**Task:**
Reproduce verbatim only the lines from the one containing "Where can you see the green grass" through the last line below, both included.

**Exercise data:**
^^^^^^^^^^^^^^^^

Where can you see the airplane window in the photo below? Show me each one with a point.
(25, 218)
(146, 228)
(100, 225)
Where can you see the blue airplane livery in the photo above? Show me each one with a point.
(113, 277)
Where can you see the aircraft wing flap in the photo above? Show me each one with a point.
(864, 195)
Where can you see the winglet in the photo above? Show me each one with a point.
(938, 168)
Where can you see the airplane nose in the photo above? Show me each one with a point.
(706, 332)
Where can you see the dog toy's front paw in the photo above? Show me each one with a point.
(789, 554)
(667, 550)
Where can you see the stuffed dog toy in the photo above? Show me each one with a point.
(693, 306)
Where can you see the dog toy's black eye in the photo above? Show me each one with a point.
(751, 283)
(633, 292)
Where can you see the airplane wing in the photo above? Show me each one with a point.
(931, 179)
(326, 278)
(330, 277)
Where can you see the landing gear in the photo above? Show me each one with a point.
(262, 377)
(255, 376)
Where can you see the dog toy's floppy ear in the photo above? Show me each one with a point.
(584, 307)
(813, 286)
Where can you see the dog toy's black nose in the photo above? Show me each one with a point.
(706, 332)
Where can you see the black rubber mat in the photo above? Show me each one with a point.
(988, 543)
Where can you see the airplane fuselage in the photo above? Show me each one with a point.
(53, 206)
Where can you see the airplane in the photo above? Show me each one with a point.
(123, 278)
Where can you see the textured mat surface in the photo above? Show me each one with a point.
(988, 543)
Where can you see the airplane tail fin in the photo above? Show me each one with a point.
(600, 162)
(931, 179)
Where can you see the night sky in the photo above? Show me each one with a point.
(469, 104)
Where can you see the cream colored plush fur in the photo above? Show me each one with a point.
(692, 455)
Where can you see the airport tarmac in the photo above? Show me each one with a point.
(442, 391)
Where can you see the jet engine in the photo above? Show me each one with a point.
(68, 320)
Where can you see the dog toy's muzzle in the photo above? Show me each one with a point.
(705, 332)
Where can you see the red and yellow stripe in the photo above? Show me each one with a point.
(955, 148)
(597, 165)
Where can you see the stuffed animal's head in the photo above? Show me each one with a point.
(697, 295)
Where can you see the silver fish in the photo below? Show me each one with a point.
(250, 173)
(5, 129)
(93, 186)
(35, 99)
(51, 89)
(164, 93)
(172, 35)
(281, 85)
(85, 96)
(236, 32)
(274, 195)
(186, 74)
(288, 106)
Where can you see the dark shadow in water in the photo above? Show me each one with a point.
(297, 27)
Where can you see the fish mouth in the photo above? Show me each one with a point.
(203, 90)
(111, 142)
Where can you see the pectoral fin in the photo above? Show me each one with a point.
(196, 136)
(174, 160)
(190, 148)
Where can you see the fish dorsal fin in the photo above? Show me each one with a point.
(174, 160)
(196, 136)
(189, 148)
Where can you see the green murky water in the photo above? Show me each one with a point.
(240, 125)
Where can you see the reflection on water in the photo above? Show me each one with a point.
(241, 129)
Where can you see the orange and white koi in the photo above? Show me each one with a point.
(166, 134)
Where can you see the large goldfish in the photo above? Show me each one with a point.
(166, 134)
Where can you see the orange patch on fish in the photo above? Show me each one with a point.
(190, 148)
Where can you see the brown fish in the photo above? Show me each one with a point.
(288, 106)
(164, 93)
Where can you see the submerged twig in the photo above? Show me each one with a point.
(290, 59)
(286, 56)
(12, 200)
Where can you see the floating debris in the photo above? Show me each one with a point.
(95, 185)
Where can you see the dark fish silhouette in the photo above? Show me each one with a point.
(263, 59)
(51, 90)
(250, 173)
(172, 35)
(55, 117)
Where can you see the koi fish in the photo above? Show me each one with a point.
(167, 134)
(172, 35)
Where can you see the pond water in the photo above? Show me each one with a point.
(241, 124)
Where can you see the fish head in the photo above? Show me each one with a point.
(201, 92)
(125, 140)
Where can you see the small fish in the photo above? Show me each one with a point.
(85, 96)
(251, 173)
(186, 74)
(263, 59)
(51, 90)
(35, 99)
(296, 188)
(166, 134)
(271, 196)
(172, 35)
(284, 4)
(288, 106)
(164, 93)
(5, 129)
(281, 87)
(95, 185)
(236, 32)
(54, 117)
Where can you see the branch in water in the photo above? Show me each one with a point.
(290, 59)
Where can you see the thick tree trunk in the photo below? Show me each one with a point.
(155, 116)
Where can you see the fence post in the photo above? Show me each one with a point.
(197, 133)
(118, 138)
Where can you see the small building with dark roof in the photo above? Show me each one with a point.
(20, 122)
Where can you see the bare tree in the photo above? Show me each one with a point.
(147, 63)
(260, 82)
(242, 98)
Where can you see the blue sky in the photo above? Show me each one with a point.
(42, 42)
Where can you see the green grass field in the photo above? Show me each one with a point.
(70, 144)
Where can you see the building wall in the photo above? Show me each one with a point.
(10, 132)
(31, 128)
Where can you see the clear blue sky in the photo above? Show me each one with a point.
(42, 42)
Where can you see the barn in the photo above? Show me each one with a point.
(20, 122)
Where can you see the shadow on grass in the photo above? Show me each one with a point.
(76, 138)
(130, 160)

^^^^^^^^^^^^^^^^

**Written solution:**
Where can you see the green grass field in the photo above? Show me each one with a point.
(70, 144)
Where can you see the building wall in the photo above? Show me each one with a point.
(10, 132)
(31, 128)
Where can you see the clear blue sky in the photo above? Show me each one with a point.
(42, 42)
Where can you see the barn in the photo above? Show me each one with a point.
(20, 122)
Where can you see the shadow on grass in the photo above? Show me each one with a point.
(76, 138)
(130, 160)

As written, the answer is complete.